■ Document section
......

Studio album by Lawson Rollins
- Released: 2011
- Genre: World music
- Length: 1:13:27
- Label: Infinita Records
- Producer: Dominic Camardella, Lawson Rollins, Shahin Shahida

Lawson Rollins chronology
| Espirito (2010) | Elevation (2011) | Full Circle (2013) |

= Elevation (Lawson Rollins album) =

Elevation is the third solo album by guitarist and composer Lawson Rollins. Rollins co-produced the album with Persian-American musician and producer Shahin Shahida (of Shahin & Sepehr) and multi-platinum producer Dominic Camardella (Flora Purim, 3rd Force, Ottmar Liebert). The cast of 20 different musicians includes the Grammy winning violinist Charlie Bisharat, avant-garde electric guitarist Buckethead, Nepali sarangi player Kirin Nepali, Iranian vocalist Parsa Hassandokht, Nepali flute player Rubin Kumar Shrestha, Iranian santourist Pejman Eckhtiari, and Nepali tabla player Raju Maharjan. Associate producer William Aura of 3rd Force recorded the Nepali musicians in Kathmandu, Nepal. The Iranian musicians were recorded in Iran by co-producer Shahin Shahida.

......

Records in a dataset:
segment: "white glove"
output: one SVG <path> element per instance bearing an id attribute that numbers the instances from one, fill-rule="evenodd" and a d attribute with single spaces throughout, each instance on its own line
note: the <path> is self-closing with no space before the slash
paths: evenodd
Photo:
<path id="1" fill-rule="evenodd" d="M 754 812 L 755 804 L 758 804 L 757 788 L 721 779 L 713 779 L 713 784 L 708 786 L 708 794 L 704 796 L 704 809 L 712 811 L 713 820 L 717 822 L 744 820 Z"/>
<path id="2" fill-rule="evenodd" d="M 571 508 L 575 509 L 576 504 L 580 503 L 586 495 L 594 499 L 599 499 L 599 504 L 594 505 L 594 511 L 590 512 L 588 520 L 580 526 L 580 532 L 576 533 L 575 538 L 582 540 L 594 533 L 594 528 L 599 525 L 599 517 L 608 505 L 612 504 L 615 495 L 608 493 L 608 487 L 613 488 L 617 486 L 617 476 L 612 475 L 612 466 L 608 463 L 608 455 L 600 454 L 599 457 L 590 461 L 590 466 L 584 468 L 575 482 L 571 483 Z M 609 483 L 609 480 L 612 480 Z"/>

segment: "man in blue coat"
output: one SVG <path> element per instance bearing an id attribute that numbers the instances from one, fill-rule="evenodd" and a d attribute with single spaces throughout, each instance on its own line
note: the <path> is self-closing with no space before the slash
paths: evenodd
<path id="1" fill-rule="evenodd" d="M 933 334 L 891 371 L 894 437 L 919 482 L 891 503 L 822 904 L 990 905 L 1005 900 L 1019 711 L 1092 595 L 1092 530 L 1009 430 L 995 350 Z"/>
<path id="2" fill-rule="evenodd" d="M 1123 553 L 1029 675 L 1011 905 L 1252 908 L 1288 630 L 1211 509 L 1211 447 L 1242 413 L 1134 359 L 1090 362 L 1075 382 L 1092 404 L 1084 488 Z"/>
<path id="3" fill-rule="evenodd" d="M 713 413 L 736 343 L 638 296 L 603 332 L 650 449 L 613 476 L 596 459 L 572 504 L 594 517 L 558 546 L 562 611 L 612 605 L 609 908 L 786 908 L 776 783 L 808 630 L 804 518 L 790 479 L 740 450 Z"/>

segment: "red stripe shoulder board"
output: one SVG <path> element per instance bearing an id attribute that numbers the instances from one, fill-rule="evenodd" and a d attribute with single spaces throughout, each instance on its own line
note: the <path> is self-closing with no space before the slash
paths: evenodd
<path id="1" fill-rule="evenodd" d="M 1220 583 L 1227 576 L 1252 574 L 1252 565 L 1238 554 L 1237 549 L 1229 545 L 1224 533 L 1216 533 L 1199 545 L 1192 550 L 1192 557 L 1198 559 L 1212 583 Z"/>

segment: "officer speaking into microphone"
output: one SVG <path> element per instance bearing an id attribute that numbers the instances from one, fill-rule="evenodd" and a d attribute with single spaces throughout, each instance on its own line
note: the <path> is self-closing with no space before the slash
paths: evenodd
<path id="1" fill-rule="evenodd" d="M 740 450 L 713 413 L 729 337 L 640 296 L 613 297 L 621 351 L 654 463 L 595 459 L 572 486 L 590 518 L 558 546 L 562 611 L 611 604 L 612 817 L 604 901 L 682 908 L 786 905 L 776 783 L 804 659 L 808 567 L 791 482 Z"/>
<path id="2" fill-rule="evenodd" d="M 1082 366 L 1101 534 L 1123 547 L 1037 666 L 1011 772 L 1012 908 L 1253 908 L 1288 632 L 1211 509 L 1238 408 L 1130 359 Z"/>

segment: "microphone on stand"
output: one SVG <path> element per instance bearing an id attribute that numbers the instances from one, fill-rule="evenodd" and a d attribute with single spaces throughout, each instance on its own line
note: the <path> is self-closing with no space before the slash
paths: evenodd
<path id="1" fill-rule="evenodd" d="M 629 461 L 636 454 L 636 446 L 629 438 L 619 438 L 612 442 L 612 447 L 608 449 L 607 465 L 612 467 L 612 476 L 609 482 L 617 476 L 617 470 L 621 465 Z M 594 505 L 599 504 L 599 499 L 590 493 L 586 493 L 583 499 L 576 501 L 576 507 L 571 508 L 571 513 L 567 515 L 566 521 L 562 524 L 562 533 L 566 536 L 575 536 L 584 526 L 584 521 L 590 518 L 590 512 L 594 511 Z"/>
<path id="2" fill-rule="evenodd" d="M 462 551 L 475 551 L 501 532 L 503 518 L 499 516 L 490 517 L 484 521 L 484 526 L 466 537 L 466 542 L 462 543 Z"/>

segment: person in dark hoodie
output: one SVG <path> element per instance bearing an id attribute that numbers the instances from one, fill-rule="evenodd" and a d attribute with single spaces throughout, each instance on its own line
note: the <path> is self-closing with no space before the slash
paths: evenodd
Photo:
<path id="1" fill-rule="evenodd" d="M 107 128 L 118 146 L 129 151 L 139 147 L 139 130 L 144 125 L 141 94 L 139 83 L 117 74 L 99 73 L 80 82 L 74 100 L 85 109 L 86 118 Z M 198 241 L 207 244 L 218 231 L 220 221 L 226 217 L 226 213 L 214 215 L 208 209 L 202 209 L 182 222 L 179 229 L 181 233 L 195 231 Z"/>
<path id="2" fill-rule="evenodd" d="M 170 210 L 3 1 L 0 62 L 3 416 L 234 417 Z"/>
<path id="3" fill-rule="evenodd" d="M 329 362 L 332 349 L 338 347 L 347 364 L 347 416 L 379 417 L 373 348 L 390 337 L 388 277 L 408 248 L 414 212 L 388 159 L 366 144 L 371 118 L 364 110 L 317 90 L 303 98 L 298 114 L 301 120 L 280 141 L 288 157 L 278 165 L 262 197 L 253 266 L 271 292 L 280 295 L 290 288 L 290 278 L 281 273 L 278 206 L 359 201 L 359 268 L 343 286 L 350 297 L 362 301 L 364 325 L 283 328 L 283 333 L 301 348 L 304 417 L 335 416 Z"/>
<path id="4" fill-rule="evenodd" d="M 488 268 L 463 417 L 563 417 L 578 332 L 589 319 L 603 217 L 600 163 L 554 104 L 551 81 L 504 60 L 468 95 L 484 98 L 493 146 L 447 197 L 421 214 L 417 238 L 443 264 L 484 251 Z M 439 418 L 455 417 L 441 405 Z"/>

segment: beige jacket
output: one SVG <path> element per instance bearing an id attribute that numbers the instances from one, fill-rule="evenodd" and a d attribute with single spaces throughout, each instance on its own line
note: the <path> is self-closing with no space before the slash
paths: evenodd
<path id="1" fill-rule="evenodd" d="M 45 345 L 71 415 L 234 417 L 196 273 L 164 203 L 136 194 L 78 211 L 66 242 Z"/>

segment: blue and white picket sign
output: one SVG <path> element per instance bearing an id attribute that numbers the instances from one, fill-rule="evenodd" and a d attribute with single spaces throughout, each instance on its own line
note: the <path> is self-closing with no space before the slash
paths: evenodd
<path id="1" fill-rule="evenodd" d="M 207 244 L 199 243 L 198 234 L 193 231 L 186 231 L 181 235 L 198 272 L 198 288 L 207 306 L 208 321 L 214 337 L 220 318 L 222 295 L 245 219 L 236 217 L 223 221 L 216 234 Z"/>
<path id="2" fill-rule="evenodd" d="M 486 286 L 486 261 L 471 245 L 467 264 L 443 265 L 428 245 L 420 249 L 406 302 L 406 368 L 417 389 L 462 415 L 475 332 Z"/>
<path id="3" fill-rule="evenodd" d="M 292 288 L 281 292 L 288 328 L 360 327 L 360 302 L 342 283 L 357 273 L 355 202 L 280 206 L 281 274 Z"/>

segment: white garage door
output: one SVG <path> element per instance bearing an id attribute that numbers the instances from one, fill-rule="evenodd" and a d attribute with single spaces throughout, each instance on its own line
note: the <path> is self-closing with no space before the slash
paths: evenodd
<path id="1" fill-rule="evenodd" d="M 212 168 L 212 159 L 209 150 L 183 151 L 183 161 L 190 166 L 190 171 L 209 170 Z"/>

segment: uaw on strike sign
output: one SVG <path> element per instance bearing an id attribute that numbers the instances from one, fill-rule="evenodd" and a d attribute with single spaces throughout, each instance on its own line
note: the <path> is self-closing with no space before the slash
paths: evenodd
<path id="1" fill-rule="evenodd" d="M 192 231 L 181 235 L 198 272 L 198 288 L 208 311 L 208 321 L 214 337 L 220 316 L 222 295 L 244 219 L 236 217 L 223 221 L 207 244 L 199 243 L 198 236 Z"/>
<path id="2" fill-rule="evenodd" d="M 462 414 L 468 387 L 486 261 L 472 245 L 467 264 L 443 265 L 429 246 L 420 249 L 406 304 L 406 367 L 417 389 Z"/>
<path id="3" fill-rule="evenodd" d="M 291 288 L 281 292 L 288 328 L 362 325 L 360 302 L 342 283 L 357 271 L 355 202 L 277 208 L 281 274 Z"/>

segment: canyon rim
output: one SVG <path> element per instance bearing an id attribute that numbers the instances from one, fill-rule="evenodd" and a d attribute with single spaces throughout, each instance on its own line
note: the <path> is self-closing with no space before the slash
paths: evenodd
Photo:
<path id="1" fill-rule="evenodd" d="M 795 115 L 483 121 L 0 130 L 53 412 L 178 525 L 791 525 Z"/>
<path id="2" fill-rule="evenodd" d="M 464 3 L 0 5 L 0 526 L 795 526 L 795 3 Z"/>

......

■ Work to do
Answer the following questions about the Elevation album text.
(a) Which record label released Elevation?
(b) Who recorded the Nepali musicians, and in which city?
(c) Which album follows Elevation in the Lawson Rollins chronology?

■ Result of the task
(a) Infinita Records
(b) Associate producer William Aura of 3rd Force recorded them in Kathmandu, Nepal.
(c) Full Circle (2013)